▶ Task details
From the article below on Josephine Baker and the Pantheon, write out word for word the passage beginning at "Josephine Baker, the" and ending after "Bouillon-Baker, told AFP.".

▶ Passage provided

Gendarmes salute the hearse of the hero officer Arnaud Beltrame outside the Pantheon in Paris, France on March 28, 2018. (Photo: Xinhua)
Josephine Baker, the famed French-American dancer, singer and actress who fought in the French resistance during the WWII and later battled racism, will later in 2021 become the first black woman to enter France's Pantheon mausoleum.
Baker will be just the sixth woman to join the around 80 great national figures of French history in the Pantheon after Simone Veil, a former French minister who survived the Holocaust and fought for abortion rights, entered in 2018.
Although US-born Baker's body will remain in Monaco where she is buried, she will be honored on November 30 with a memorial with a plaque, one of her children, Claude Bouillon-Baker, told AFP.
"Pantheonization is built over a long period of time," an aide to President Emmanuel Macron told AFP on Sunday, confirming a report in the Le Parisien newspaper.

Records excerpted from a collection
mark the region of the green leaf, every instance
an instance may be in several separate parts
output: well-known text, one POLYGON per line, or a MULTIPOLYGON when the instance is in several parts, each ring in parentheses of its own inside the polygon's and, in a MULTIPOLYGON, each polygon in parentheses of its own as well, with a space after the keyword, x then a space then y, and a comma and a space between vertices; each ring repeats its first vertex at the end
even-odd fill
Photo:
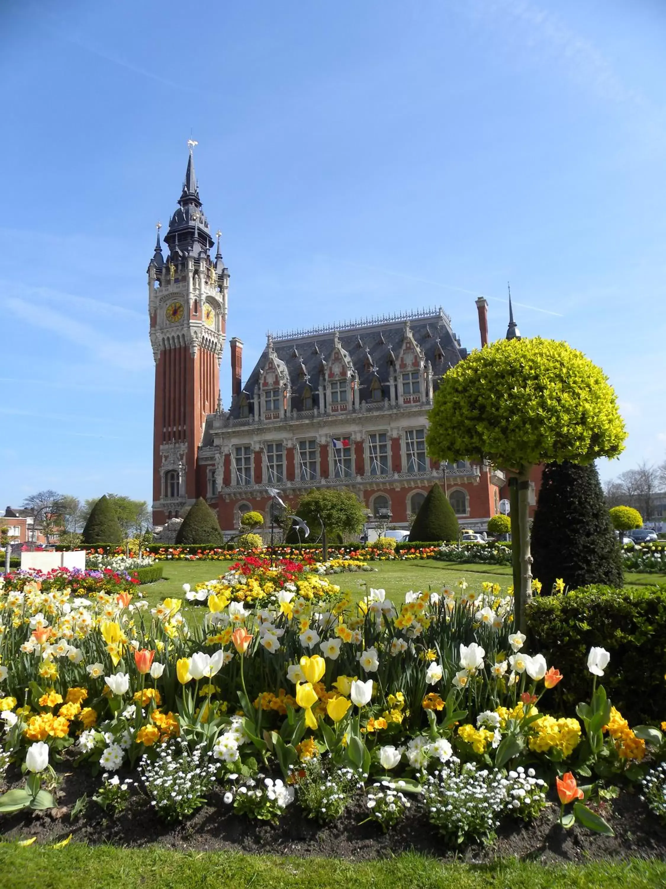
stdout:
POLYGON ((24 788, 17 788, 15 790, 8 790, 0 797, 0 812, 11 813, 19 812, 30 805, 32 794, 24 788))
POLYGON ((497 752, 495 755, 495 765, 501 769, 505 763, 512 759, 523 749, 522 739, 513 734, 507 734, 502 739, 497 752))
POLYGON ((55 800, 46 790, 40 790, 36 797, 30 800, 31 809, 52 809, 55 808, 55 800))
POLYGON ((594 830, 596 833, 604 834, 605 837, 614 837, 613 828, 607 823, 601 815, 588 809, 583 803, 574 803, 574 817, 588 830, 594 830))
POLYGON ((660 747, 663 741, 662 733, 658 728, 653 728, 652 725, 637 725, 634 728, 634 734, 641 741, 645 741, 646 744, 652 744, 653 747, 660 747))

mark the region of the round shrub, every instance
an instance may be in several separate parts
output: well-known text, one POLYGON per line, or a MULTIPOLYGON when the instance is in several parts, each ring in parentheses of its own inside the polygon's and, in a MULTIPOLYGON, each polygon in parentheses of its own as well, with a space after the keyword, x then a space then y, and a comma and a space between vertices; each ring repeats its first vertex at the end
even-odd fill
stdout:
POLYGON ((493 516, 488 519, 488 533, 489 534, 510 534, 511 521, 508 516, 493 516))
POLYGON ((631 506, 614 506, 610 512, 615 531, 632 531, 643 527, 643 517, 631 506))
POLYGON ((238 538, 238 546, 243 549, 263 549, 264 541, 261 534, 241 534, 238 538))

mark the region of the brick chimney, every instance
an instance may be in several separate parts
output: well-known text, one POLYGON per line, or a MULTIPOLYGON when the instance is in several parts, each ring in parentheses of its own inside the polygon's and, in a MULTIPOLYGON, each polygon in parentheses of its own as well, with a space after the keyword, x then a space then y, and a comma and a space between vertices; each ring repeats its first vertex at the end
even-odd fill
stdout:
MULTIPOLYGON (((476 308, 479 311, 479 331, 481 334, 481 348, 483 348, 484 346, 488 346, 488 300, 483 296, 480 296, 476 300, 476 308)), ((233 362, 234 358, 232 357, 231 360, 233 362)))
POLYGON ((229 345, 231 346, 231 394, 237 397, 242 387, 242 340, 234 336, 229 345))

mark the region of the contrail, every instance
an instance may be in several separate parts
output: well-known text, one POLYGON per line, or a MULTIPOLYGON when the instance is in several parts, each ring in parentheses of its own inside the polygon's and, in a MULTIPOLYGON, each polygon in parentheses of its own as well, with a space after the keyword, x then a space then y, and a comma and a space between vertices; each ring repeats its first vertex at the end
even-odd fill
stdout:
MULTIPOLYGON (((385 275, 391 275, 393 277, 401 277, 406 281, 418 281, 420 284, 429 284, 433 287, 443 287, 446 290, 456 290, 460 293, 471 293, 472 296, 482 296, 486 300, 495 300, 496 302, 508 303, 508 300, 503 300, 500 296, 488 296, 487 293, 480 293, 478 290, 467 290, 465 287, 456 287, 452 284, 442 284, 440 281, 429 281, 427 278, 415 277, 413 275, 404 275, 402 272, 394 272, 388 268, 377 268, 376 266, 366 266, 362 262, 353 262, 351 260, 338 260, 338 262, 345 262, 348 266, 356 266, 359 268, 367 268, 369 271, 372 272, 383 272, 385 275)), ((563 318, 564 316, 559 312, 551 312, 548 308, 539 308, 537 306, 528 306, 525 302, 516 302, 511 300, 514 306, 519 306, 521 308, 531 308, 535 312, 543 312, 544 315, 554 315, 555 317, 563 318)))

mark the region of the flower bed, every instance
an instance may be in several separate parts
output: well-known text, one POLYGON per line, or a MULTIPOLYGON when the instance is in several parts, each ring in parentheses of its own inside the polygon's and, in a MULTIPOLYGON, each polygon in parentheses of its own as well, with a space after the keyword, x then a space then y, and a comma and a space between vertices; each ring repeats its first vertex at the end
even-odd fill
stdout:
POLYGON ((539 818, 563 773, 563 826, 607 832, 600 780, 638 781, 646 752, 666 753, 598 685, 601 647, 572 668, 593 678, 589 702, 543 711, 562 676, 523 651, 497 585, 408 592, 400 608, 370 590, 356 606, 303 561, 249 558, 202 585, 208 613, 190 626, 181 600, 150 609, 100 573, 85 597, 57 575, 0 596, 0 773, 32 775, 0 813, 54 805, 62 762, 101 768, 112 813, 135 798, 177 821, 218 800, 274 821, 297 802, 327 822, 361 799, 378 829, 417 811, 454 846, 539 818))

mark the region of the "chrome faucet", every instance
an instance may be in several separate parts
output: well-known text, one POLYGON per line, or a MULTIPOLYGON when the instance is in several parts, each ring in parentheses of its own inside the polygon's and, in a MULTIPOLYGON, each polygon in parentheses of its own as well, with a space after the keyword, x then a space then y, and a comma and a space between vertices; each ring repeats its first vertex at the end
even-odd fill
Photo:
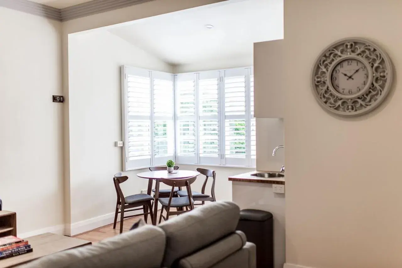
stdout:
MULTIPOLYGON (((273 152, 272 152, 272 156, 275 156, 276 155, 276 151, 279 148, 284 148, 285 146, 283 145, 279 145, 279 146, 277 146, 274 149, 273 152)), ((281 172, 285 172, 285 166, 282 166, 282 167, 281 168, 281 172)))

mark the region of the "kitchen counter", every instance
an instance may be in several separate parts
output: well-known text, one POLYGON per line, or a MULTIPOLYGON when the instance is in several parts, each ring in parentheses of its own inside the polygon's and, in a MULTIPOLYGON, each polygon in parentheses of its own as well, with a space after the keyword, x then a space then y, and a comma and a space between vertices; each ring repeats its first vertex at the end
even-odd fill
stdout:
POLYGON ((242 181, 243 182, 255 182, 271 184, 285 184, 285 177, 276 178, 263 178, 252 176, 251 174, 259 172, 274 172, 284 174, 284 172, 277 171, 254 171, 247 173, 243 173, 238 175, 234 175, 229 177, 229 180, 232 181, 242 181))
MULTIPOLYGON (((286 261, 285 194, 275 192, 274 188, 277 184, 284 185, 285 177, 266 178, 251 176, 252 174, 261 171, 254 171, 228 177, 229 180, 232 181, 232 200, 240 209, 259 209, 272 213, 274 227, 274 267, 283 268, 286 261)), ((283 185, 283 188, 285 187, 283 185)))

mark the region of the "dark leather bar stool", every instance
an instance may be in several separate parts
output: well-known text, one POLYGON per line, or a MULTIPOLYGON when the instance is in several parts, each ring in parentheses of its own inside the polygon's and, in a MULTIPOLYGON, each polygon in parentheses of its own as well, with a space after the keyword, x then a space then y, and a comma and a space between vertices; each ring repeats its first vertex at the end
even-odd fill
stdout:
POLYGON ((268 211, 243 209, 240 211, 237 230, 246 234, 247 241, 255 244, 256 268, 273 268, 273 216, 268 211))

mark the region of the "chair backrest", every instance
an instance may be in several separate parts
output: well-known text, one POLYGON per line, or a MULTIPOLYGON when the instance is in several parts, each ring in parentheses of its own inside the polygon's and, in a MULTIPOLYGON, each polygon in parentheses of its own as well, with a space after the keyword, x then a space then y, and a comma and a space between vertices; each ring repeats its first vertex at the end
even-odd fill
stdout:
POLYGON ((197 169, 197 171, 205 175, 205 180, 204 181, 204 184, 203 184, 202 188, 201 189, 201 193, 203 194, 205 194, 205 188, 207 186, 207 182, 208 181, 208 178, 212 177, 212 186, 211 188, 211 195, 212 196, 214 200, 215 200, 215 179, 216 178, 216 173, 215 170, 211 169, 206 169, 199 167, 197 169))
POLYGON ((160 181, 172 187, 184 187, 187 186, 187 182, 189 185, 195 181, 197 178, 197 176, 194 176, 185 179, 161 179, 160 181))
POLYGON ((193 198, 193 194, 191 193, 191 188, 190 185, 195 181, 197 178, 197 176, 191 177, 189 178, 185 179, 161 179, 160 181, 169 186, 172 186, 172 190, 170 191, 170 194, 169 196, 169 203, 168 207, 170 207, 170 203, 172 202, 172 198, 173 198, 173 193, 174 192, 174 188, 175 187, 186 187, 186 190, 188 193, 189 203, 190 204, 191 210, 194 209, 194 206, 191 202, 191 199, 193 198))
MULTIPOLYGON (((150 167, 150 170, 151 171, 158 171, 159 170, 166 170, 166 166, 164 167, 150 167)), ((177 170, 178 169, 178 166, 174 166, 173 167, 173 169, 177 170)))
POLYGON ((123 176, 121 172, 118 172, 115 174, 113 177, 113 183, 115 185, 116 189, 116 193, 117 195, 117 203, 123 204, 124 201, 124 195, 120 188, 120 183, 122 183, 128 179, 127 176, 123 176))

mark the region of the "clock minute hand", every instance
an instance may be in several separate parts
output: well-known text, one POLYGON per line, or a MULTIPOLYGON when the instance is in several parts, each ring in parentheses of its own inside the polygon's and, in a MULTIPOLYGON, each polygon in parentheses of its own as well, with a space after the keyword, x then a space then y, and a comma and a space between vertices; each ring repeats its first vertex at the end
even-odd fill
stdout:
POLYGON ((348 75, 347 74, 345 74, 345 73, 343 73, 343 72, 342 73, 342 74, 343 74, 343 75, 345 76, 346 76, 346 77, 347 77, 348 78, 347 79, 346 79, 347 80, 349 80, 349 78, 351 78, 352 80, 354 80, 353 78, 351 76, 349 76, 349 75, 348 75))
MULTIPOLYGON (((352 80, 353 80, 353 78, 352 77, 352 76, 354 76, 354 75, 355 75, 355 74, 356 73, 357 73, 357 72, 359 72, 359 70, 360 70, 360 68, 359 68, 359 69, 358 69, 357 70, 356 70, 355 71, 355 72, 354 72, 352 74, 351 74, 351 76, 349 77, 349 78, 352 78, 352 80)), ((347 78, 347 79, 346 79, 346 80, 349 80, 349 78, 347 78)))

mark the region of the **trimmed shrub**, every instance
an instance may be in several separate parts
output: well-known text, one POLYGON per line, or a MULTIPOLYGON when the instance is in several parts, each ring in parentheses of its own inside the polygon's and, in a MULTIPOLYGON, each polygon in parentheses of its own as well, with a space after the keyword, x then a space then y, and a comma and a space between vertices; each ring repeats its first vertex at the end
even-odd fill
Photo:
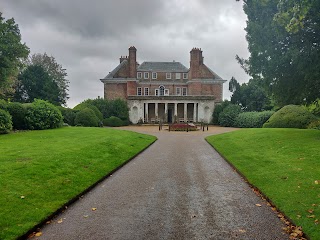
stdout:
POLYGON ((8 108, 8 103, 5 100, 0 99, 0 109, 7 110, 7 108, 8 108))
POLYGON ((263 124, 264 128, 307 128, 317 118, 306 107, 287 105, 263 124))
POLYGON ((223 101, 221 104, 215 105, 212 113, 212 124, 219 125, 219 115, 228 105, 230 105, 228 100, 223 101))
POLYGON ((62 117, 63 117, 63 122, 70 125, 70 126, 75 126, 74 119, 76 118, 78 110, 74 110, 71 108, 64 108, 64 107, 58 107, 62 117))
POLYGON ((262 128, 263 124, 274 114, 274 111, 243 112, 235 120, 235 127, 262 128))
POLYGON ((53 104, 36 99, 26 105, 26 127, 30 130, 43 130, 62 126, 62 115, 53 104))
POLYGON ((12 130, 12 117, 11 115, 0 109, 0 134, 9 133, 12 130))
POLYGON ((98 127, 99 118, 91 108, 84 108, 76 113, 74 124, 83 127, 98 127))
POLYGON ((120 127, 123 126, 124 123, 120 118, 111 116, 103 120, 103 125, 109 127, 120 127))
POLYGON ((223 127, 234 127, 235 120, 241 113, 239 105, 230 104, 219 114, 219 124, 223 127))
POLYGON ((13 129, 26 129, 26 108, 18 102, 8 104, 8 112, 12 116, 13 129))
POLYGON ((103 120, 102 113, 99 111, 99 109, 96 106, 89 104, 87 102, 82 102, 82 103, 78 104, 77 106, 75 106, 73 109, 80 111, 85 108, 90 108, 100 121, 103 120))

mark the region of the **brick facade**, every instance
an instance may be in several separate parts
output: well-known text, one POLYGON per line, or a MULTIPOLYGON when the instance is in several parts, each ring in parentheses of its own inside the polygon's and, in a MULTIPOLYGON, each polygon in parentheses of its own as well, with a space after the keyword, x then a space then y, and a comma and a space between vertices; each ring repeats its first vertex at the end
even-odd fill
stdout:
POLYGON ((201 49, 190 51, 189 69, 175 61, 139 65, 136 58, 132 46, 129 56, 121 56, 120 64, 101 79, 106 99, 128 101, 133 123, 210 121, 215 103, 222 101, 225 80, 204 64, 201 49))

▶ Output for this task
Josephine Baker, the famed French-American dancer, singer and actress who fought in the French resistance during the WWII and later battled racism, will later in 2021 become the first black woman to enter France's Pantheon mausoleum.
Baker will be just the sixth woman to join the around 80 great national figures of French history in the Pantheon after Simone Veil, a former French minister who survived the Holocaust and fought for abortion rights, entered in 2018.
Although US-born Baker's body will remain in Monaco where she is buried, she will be honored on November 30 with a memorial with a plaque, one of her children, Claude Bouillon-Baker, told AFP.